Max Feige, first vice president of AFGE Local 3599, said that the effort to kick a union official out of an office specifically guaranteed by a memorandum of understanding is just the latest in a years-long campaign of “coercion” against union activity at the Tampa field office.

Max Feige, first vice president of AFGE Local 3599, said that the effort to kick a union official out of an office specifically guaranteed by a memorandum of understanding is just the latest in a years-long campaign of “coercion” against union activity at the Tampa field office. Royce Bair/Getty Images

The FLRA Issues Another Complaint Against EEOC, This Time Over Tampa Union Evictions

Officials with the union representing EEOC employees said a steward was kicked out of their agency-provided office space after highlighting long-running anti-union animus by management at the Tampa field office.

A regional director at the Federal Labor Relations Authority last month issued a formal complaint against the Equal Employment Opportunity Commission for the second time in as many months following allegations that officials in the agency’s Tampa field office unlawfully moved to evict union officials from agency-provided office space.

In August 2021, management at EEOC’s Tampa field office ordered a union steward with the American Federation of Government Employees Local 3599, which represents employees in the office, to vacate their long-held office, despite the fact that a memorandum of understanding reserved that office for the union steward. The union filed two unfair labor practice complaints against the agency, one over the eviction itself and another for ordering bargaining unit employees to move their own offices to accommodate the eviction in contravention of the collectively bargained procedures for office moves.

- - -

_What you are asked to do:_ Continue the news article on the FLRA complaint over the Tampa union eviction, starting after its last paragraph.

_Raw data:_
- - -

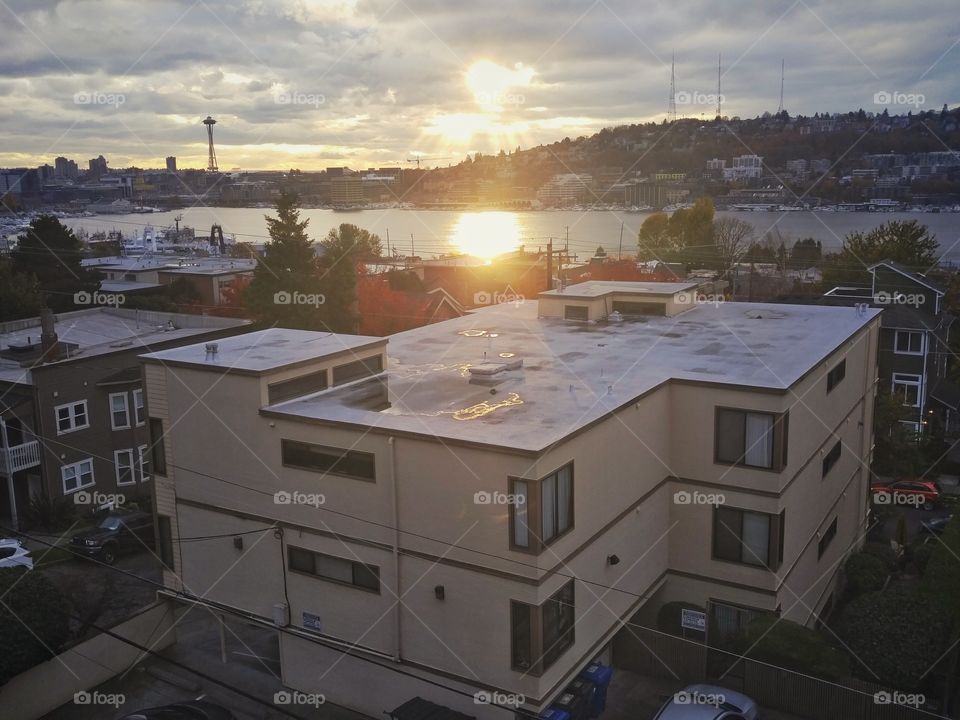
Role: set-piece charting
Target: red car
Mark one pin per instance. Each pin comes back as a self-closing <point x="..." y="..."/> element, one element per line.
<point x="916" y="493"/>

- - -

_Reply to the task:_
In 2018, President Trump signed a series of executive orders aimed at clamping down on union activity at federal agencies and making it easier to fire federal workers that, among other things, ordered agencies to evict all federal employee unions from federal property or charge them rent for the space. When President Biden took office, he quickly rescinded those orders and reinstated union officials to their previously held office space.

Max Feige, first vice president of AFGE Local 3599, said the eviction decision came one day after union officials met with a representative from EEOC’s headquarters and discussed long-running anti-union practices by management at the field office.

“One day, as part of an assist visit with someone from the [EEOC] Office of Field Programs, we discussed our concerns with the Tampa field office, and the day after, our union steward was notified that he would be evicted from his office,” Feige said. “[This] was when we were still in the middle of the pandemic, but I guess it was more important to the field office management to use these retaliatory tactics against the union in the field office than employee safety, as they directed him and other employees to move during that time frame.”

AFGE Council 216 President Rachel Shonfield and Feige said that due to the pandemic, an internal safety grievance and the FLRA’s investigation, only some of the office moves actually occurred, and the union steward ultimately has not yet been evicted.

Feige said that the effort to kick a union official out of an office specifically guaranteed by a memorandum of understanding is just the latest in a years-long campaign of “coercion” against union activity at the Tampa field office.

“100% of our union stewards in that office have been subjected to negative employment action recently, including some currently,” he said. “The Tampa field office management has gone out of their way to attack the union, be it through bargaining or lack of bargaining, or by sending a chilling effect by attacking union officers or stewards, removing them from their offices or through threats of discipline.”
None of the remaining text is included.